__Descrição do exercício__: Transcreva fielmente, do texto sobre o problema das mãos sujas, todo o trecho que vai de “partido ou em” até “posições relativistas.”, incluindo essas palavras.

__Texto de origem__:
════

2. Mãos Sujas na Interpretação de Michael Walzer

O influente artigo de 1973 de Michael Walzer, “the Problem Of Dirty Hands” é o

responsável pelo uso contemporâneo da expressão “mãos sujas”. Ele sumariza o problema

das mãos sujas como o dilema moral no qual um político deve escolher entre (A) seguir um

princípio moral relevante e (B) evitar um desastre emergente. Um ato de governo (em um

partido ou em um Estado) pode ser exatamente a coisa certa a fazer em termos utilitários, e

ainda assim tornar o seu autor culpado por um injusto moral. É possível governar

inocentemente, o autor indaga, e ao mesmo tempo alerta para o paradoxo de que como se

sujam as mãos, se o que se está fazendo é correto? Walzer preliminarmente distingue duas

modalidades de posições para encarar o problema, quais sejam, posições absolutistas e

posições relativistas.

════

__Seção de dados__:
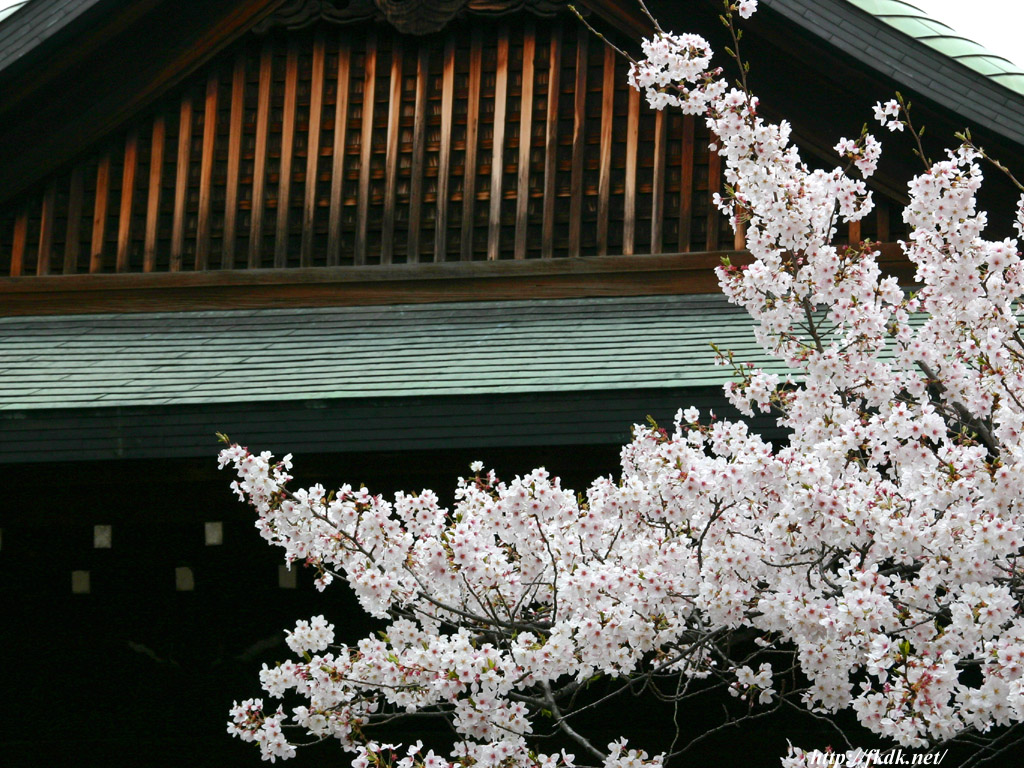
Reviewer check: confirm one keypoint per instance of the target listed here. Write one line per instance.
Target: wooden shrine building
(391, 237)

════

__Resposta correta__:
partido ou em um Estado) pode ser exatamente a coisa certa a fazer em termos utilitários, e

ainda assim tornar o seu autor culpado por um injusto moral. É possível governar

inocentemente, o autor indaga, e ao mesmo tempo alerta para o paradoxo de que como se

sujam as mãos, se o que se está fazendo é correto? Walzer preliminarmente distingue duas

modalidades de posições para encarar o problema, quais sejam, posições absolutistas e

posições relativistas.